_Passage to read_:
━━━

An efficient and invertible machine learning-driven multi-objective optimization architecture for light olefins separation system

Abstract

The transience, cyclicity, and flexibility of process operation make the optimization of light olefins separation (LOS) system computationally intensive. An efficient and invertible architecture by incorporating machine learning techniques into optimization routines is proposed. Initially, a steady-state model of the LOS system was built allowing verification with industrial data and invocation through a COM interface. Then, artificial neuron networks (ANNs) were implemented to establish surrogate models for individual fitness calculation. Finally, to find the optimal operating parameters under the targets of energy and economy, an improved non-dominated sorting genetic algorithm was employed along with the ANN-based surrogate models. Optimization results demonstrates that the proposed architecture provides much better performance of computational efficiency with only 0.8 h, while the traditional surrogate models take more than 53 h. Furthermore, the reintroduction of optimized parameters into the LOS system model constructed by Aspen Plus V12.1 demonstrates the satisfactory fulfillment of the separation requirements and affirms the excellent invertibility of the proposed architecture. Essentially, it has been proved to be a powerful tool for multi-objective optimization that can be applied to large-scale chemical processes to derive insights for sustainable development and clean production.

━━━

_The data_:
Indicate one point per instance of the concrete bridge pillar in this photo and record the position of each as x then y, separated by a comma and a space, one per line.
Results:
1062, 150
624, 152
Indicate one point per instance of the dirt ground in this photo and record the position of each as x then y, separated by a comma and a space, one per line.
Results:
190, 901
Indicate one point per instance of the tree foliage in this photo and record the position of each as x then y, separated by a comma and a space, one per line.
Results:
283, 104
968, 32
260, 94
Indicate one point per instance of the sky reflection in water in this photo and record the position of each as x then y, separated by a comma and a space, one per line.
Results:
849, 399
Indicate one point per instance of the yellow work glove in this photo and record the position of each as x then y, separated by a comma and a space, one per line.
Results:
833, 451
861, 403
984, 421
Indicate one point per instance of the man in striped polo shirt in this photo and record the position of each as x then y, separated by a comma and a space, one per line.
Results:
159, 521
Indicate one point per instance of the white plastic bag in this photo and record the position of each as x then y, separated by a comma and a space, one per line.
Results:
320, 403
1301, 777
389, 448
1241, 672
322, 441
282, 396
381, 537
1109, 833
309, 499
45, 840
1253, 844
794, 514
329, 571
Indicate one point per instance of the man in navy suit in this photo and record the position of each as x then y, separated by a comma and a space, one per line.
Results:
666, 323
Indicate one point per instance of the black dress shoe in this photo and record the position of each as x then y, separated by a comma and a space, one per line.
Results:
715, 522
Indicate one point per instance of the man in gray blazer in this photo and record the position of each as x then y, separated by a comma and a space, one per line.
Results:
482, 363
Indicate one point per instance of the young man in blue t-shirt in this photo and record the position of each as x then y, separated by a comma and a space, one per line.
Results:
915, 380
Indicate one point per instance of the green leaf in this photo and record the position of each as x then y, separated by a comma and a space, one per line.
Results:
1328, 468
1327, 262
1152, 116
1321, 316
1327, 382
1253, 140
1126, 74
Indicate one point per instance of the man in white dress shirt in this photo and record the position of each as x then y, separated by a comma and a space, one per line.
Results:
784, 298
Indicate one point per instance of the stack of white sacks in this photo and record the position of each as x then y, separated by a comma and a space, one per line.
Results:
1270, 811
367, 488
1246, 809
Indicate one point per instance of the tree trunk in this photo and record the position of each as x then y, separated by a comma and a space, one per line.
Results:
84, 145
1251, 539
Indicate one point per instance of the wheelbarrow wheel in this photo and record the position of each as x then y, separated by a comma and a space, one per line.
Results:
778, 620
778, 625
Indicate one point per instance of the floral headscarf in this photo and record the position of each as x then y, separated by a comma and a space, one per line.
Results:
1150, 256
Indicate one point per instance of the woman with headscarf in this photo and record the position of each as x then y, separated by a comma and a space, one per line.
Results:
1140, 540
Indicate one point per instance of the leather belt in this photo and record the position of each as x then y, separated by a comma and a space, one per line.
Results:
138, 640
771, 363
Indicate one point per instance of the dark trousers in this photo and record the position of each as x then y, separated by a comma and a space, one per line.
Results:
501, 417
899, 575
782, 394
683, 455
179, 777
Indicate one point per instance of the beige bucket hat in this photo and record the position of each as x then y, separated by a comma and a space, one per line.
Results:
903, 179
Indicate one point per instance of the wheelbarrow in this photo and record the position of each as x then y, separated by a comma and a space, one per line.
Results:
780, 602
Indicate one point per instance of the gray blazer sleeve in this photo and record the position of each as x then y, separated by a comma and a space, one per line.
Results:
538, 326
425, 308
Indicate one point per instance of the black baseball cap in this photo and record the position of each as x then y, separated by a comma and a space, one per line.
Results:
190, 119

━━━

_Problems and tasks_:
1. According to the abstract, what software was used to build the LOS system model into which the optimized parameters were reintroduced?
2. Decide whether each statement agrees with the abstract, answering yes or no and quoting the words that settle it: (a) The surrogate models were built with artificial neuron networks. (b) The traditional surrogate models needed under 10 hours. (c) The steady-state model could be invoked through a COM interface.

_Outputs for the tasks_:
1. Aspen Plus V12.1

2.
(a) Yes: "artificial neuron networks (ANNs) were implemented to establish surrogate models for individual fitness calculation"
(b) No: "the traditional surrogate models take more than 53 h"
(c) Yes: "allowing verification with industrial data and invocation through a COM interface"